*** EXERCISE MATERIAL ***
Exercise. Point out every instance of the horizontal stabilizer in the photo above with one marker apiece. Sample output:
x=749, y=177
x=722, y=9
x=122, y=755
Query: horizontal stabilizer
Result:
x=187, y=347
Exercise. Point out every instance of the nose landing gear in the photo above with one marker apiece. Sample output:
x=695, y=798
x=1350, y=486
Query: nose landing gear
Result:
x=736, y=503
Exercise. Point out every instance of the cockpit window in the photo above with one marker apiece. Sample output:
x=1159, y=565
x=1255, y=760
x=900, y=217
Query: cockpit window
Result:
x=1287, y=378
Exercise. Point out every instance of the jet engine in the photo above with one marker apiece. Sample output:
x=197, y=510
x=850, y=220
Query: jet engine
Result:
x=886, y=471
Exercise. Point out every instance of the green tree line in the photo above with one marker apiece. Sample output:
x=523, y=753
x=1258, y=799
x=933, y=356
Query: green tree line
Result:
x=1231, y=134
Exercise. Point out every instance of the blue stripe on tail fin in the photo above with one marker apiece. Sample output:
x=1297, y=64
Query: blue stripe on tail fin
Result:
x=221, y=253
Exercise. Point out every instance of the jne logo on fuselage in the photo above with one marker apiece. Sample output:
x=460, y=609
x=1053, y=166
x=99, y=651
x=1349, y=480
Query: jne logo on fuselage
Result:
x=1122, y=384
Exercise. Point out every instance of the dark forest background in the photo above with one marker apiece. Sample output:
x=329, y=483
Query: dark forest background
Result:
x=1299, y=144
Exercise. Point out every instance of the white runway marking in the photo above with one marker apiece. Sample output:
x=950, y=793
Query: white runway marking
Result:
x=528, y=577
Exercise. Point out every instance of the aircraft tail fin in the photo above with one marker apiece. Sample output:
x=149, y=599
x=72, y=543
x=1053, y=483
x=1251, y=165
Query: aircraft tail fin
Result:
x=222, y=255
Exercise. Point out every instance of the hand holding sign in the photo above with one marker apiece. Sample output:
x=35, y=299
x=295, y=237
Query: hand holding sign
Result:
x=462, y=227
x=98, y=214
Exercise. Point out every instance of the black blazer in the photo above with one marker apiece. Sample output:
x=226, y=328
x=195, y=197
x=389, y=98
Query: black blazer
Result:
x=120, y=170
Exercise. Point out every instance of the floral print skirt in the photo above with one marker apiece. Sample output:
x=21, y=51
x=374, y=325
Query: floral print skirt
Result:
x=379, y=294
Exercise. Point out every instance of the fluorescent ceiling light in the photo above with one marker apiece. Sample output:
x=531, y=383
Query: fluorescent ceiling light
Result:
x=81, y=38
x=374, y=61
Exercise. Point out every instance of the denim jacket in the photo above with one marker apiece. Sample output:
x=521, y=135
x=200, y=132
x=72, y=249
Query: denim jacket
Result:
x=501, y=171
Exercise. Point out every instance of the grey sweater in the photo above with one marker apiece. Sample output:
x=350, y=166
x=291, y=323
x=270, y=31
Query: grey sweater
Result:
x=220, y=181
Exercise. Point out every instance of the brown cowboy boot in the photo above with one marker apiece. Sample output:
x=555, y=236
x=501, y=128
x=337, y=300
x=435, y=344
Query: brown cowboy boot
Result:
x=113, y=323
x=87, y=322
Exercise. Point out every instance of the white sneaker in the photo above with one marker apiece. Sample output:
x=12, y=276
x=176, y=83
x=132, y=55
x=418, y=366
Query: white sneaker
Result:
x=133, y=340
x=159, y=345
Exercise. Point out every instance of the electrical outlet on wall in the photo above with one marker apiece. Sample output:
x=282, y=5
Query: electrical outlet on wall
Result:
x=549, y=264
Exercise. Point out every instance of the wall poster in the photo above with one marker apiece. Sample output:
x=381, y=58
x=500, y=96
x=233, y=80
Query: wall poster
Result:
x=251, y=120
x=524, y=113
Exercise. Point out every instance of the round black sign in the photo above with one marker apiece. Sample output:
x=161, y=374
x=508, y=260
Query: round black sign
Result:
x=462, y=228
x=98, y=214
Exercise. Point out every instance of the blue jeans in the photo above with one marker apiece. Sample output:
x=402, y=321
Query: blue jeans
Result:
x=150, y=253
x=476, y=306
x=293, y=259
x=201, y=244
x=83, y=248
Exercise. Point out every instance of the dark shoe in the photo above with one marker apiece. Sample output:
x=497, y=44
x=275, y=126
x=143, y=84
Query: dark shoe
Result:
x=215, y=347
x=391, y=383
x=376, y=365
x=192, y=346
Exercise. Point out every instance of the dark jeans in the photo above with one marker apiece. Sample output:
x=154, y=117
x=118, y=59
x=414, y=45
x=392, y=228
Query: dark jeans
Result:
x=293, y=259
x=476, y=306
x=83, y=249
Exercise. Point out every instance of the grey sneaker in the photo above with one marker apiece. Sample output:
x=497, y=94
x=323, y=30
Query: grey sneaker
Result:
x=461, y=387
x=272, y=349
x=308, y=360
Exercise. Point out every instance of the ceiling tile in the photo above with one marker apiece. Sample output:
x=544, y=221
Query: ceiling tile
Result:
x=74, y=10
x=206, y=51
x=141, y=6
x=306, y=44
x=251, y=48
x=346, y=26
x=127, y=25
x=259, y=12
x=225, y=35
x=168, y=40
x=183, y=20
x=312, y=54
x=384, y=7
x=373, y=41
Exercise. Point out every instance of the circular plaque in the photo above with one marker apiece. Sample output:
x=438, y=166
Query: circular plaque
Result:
*** End of EXERCISE MATERIAL ***
- **PROMPT**
Read the data above and pull out each line that holds the string "gear".

- **YOUR RESPONSE**
Exercise. Point out every instance of the nose landing gear in the photo above with one marker apiece. Sample output:
Query: nose landing gear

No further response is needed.